* [WHAT TO DO]
Among the records below, find the lines that contain "pixel" and copy each of them.

* [RECORDS SUPPLIED]
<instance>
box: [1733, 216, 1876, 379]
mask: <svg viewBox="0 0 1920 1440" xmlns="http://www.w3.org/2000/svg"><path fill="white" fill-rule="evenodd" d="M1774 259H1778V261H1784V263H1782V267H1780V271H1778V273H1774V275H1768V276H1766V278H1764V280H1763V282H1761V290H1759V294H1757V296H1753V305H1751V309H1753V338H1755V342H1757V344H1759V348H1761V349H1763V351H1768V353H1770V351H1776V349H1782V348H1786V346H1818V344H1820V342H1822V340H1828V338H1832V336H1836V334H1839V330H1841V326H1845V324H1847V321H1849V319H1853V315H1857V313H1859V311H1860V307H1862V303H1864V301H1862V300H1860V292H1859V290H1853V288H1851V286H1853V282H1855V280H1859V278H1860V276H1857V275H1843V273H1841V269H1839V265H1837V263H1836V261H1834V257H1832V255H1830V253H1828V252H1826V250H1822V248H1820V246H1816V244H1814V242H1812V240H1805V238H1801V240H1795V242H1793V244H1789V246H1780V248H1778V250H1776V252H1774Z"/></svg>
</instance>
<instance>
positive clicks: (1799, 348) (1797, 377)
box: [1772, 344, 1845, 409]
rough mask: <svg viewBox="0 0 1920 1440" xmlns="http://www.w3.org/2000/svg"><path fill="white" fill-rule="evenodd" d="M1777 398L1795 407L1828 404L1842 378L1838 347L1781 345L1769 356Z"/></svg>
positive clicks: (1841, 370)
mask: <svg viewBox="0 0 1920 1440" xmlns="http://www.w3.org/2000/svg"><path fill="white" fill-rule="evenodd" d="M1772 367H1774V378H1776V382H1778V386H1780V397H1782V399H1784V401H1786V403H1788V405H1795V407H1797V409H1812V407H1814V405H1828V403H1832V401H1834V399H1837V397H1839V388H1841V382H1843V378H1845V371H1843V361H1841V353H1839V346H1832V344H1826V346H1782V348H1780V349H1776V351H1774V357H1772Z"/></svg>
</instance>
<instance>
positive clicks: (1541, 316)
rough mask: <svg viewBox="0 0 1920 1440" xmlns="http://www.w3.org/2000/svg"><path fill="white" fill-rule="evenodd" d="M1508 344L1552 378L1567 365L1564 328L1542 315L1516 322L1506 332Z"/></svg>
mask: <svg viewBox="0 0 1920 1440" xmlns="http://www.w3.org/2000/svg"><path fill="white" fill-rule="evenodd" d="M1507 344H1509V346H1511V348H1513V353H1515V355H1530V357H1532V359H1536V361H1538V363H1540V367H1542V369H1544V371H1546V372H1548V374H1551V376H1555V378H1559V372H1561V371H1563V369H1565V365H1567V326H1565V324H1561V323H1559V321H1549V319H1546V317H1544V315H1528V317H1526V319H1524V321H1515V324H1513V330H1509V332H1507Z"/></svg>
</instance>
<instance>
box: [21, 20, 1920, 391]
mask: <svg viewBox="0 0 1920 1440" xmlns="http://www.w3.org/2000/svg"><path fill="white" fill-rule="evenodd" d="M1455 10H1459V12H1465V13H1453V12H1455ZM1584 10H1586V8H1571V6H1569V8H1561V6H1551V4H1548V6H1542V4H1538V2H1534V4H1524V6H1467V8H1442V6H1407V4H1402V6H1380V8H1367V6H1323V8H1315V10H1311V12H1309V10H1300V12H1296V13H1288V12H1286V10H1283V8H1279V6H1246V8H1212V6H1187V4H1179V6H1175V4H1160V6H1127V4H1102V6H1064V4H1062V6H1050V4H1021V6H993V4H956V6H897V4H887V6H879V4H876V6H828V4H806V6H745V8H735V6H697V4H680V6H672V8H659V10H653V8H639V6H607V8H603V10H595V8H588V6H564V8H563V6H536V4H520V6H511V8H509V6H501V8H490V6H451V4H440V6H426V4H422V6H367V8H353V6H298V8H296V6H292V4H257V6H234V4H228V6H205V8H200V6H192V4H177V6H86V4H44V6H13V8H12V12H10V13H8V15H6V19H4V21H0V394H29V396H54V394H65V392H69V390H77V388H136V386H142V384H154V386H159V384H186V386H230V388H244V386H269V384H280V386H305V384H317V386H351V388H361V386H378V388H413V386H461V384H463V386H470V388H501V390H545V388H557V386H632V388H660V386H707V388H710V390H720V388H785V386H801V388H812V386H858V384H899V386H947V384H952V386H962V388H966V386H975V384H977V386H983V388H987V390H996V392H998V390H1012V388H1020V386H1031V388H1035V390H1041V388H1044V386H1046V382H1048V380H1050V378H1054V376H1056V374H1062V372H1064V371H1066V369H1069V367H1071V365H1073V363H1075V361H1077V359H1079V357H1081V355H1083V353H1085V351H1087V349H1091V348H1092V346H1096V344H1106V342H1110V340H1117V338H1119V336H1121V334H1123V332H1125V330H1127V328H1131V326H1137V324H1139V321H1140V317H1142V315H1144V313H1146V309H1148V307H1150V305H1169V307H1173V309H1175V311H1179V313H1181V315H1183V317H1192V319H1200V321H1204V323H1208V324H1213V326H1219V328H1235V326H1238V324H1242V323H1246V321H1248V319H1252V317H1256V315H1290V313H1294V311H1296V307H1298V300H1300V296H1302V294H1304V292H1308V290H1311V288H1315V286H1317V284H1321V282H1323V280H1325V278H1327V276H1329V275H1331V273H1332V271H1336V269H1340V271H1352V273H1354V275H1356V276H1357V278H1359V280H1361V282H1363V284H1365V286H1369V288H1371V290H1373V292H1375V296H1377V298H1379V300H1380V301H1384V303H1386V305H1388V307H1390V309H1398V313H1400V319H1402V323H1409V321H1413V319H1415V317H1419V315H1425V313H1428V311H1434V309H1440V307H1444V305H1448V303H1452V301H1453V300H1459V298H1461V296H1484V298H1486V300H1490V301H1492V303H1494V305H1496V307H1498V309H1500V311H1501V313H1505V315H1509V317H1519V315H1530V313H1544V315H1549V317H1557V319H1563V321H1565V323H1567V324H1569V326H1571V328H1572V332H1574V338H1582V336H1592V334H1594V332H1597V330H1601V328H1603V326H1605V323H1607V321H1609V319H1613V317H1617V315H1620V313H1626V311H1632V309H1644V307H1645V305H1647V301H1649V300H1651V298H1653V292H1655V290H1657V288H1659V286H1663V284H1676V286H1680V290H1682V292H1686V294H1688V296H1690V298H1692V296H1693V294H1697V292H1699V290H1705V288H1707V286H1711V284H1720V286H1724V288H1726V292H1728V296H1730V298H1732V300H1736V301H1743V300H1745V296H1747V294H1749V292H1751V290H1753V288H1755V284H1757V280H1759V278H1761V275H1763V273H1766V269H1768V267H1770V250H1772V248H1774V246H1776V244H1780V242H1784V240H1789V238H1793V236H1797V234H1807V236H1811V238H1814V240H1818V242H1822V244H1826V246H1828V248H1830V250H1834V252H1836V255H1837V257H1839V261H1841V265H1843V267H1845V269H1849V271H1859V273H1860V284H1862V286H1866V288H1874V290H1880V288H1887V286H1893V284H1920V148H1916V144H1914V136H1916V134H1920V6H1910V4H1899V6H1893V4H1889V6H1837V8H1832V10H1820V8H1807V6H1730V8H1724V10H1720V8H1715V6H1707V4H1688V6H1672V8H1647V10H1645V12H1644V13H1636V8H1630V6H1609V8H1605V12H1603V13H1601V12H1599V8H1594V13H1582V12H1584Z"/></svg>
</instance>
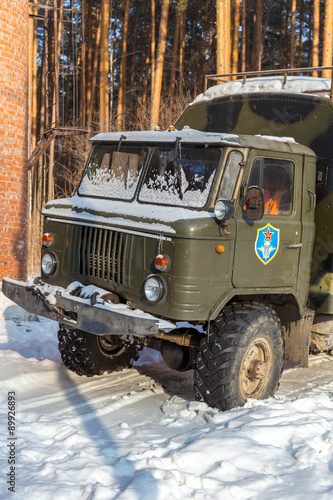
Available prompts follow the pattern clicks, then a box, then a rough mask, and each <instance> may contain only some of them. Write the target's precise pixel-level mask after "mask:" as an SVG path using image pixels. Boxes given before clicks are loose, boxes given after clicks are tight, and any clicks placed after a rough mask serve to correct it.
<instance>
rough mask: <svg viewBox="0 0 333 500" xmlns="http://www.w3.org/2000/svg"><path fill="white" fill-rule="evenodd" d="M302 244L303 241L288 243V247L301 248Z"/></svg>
mask: <svg viewBox="0 0 333 500" xmlns="http://www.w3.org/2000/svg"><path fill="white" fill-rule="evenodd" d="M302 245H303V243H294V244H293V245H287V246H286V248H287V249H288V250H292V249H293V248H301V246H302Z"/></svg>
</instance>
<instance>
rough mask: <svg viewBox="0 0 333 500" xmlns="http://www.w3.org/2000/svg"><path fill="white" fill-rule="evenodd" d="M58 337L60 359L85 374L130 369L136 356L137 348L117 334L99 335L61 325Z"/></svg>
mask: <svg viewBox="0 0 333 500" xmlns="http://www.w3.org/2000/svg"><path fill="white" fill-rule="evenodd" d="M58 340H59V344H58V345H59V351H60V354H61V359H62V361H63V362H64V364H65V365H66V366H67V368H69V369H70V370H72V371H73V372H75V373H77V374H78V375H85V376H87V377H92V376H93V375H102V374H103V373H105V372H107V373H111V372H116V371H120V370H123V369H124V368H129V367H131V366H132V364H133V362H134V361H135V360H137V359H138V357H139V350H140V347H139V346H137V344H135V343H133V344H128V343H125V342H123V341H121V340H120V339H119V337H113V336H112V337H111V336H108V337H100V336H97V335H92V334H91V333H87V332H83V331H81V330H71V329H67V328H60V330H59V332H58Z"/></svg>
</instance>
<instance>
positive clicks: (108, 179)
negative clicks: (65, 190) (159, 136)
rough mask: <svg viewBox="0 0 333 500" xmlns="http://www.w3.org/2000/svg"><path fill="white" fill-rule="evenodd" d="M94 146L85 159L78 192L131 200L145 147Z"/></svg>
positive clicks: (120, 198) (132, 146)
mask: <svg viewBox="0 0 333 500" xmlns="http://www.w3.org/2000/svg"><path fill="white" fill-rule="evenodd" d="M117 149H118V148H117V145H114V146H107V145H105V146H101V145H99V146H95V147H94V148H93V150H92V152H91V154H90V157H89V159H88V162H87V165H86V168H85V171H84V173H83V177H82V180H81V184H80V187H79V191H78V192H79V194H80V195H85V196H97V197H101V198H117V199H122V200H131V199H132V198H133V197H134V194H135V190H136V187H137V184H138V181H139V178H140V172H141V170H142V168H143V165H144V163H145V160H146V157H147V152H148V148H146V147H137V146H123V147H121V148H120V149H119V151H117Z"/></svg>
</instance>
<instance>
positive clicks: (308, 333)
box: [211, 289, 314, 367]
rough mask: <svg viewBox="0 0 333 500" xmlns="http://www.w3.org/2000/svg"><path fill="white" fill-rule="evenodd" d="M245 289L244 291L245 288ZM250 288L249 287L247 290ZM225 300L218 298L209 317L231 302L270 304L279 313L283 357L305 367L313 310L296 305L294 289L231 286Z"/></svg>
mask: <svg viewBox="0 0 333 500" xmlns="http://www.w3.org/2000/svg"><path fill="white" fill-rule="evenodd" d="M247 292H248V291H247ZM251 292H252V291H251ZM230 295H231V297H230V298H228V300H221V302H220V309H219V310H218V308H217V307H216V306H215V308H214V309H213V310H212V317H211V320H215V319H216V318H217V317H218V315H219V314H220V313H221V312H222V311H223V309H224V308H225V307H227V306H229V305H231V304H232V303H234V302H245V301H254V302H258V303H263V304H266V305H269V306H270V307H272V308H273V309H274V310H275V312H276V313H277V315H278V316H279V318H280V320H281V324H282V328H283V332H284V341H285V358H286V359H288V360H289V361H292V362H293V363H295V364H298V365H301V366H304V367H307V366H308V362H309V347H310V338H311V329H312V323H313V319H314V311H312V310H309V309H303V308H301V307H300V303H299V301H298V297H297V294H296V293H291V291H290V289H289V290H288V291H280V293H276V291H275V292H274V293H273V292H267V291H265V292H263V290H260V289H258V290H255V291H254V293H244V292H243V291H240V290H237V291H236V290H235V291H234V293H230Z"/></svg>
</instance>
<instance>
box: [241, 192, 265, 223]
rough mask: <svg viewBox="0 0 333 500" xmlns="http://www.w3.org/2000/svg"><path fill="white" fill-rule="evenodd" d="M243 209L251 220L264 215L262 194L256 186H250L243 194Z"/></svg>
mask: <svg viewBox="0 0 333 500" xmlns="http://www.w3.org/2000/svg"><path fill="white" fill-rule="evenodd" d="M244 210H245V213H246V216H247V217H248V218H249V219H251V220H260V219H262V217H263V215H264V210H265V204H264V194H263V192H262V190H261V189H260V188H259V187H257V186H250V187H249V188H248V189H247V191H246V194H245V196H244Z"/></svg>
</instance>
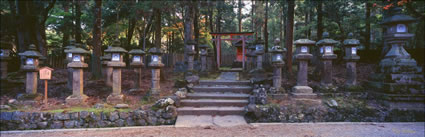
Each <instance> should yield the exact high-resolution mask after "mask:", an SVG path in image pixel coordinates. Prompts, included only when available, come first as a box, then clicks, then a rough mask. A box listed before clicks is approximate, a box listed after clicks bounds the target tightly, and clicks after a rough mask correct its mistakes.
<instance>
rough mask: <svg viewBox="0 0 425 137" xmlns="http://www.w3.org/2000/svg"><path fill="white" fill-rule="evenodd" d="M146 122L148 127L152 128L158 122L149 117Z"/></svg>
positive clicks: (154, 119)
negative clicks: (151, 125) (152, 126)
mask: <svg viewBox="0 0 425 137" xmlns="http://www.w3.org/2000/svg"><path fill="white" fill-rule="evenodd" d="M146 122H147V123H148V124H149V125H153V126H155V125H156V123H157V122H158V119H157V118H156V117H153V116H149V117H148V118H147V119H146Z"/></svg>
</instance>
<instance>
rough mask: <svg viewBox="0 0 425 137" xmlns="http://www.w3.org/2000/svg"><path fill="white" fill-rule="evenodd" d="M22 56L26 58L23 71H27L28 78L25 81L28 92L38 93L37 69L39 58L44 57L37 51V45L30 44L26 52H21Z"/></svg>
mask: <svg viewBox="0 0 425 137" xmlns="http://www.w3.org/2000/svg"><path fill="white" fill-rule="evenodd" d="M19 55H20V56H23V57H24V58H25V61H24V66H23V67H22V70H23V71H26V72H27V80H26V83H25V86H26V90H25V91H26V93H27V94H36V93H37V71H38V65H39V63H38V59H39V58H40V57H42V55H41V54H40V52H38V51H36V48H35V45H34V44H31V45H29V48H28V50H27V51H25V52H24V53H19Z"/></svg>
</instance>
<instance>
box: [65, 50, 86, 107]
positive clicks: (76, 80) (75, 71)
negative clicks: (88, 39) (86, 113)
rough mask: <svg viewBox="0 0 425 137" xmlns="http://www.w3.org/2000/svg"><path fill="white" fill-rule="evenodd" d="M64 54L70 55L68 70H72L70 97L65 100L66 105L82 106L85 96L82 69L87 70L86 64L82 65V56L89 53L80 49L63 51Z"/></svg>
mask: <svg viewBox="0 0 425 137" xmlns="http://www.w3.org/2000/svg"><path fill="white" fill-rule="evenodd" d="M65 53H67V54H69V53H70V54H71V55H72V57H71V62H70V63H68V65H67V66H68V68H72V71H73V72H72V77H73V78H72V80H73V81H72V95H71V96H68V97H67V98H66V100H65V101H66V103H67V104H69V105H77V104H84V103H85V101H86V100H87V98H88V97H87V96H86V95H85V94H84V91H83V90H84V77H83V74H84V71H83V69H84V68H87V67H88V65H87V63H84V55H86V54H89V53H90V52H88V51H86V50H84V49H82V48H72V49H69V50H65Z"/></svg>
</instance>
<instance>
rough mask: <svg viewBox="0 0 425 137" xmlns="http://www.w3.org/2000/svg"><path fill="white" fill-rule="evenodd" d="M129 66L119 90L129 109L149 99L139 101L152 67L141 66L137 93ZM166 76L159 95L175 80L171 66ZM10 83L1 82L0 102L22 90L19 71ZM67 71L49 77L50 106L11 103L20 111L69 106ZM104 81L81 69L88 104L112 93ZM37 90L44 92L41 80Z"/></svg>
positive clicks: (142, 96) (49, 97)
mask: <svg viewBox="0 0 425 137" xmlns="http://www.w3.org/2000/svg"><path fill="white" fill-rule="evenodd" d="M134 74H135V73H134V72H133V70H132V69H123V70H122V92H123V94H124V95H126V103H127V104H129V105H130V108H137V107H140V106H142V105H145V104H149V103H152V102H146V101H145V102H144V101H141V100H142V98H143V97H144V96H145V95H146V93H147V92H148V90H149V89H150V86H151V70H150V69H147V68H143V69H142V77H143V83H144V84H143V85H142V89H143V90H142V91H139V92H132V93H130V92H129V89H131V88H132V87H134V85H135V83H134V79H135V78H136V75H134ZM164 74H165V75H166V76H167V77H166V79H165V80H163V81H161V83H160V84H161V90H162V92H161V96H168V95H171V94H172V93H173V86H174V79H175V75H173V72H172V69H168V68H165V73H164ZM12 75H13V76H12V78H11V79H12V80H13V82H12V84H10V85H12V86H7V85H5V84H2V85H1V87H2V90H1V92H0V93H1V97H0V104H7V101H8V100H9V99H16V98H17V96H19V94H22V93H25V86H24V76H25V75H23V74H22V73H14V74H12ZM67 75H68V74H67V71H66V69H57V70H54V71H53V75H52V79H51V80H49V81H48V83H49V86H48V97H49V102H48V104H49V106H48V107H47V108H45V107H44V105H43V104H40V103H41V102H39V103H37V104H35V105H32V107H25V106H19V105H18V106H13V107H18V109H19V110H21V111H27V112H28V111H29V112H31V111H48V110H52V109H64V108H68V107H69V106H67V105H65V104H64V103H65V98H66V97H67V96H69V95H71V94H72V92H71V90H68V89H67V88H66V82H67ZM104 83H105V82H104V80H103V79H100V80H93V79H92V78H91V74H90V72H88V71H85V72H84V93H85V94H86V95H87V96H89V99H88V106H85V107H91V106H92V105H94V104H96V103H105V102H106V98H107V96H108V95H109V94H110V93H112V88H111V87H108V86H106V85H105V84H104ZM37 87H38V89H37V91H38V93H41V94H43V95H44V93H43V92H44V81H42V80H38V86H37Z"/></svg>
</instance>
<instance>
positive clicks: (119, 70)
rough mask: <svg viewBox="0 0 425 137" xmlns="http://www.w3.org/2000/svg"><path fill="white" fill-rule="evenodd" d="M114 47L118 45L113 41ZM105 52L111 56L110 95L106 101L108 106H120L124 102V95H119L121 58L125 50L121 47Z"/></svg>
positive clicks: (126, 50) (121, 59)
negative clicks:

* [WRITTEN REPLY]
Available prompts follow the pattern clicks, then a box, then a rough mask, and each <instance> may contain only some of them. Write the target's precise pixel-level mask after "mask:" as an SVG path using image pixels. Boxes given before clicks are loose, boxes given after clicks are tight, and any clicks placed after a rough mask serve to correct it.
Each <instance> should yield the exact high-resolution mask after "mask:", an SVG path in image pixel coordinates. Prompts, included only when available, come first as a box, then clicks, then a rough mask. A box listed before clicks is approximate, a box listed after clicks bounds the target tightly, and clicks after a rough mask correct its mistakes.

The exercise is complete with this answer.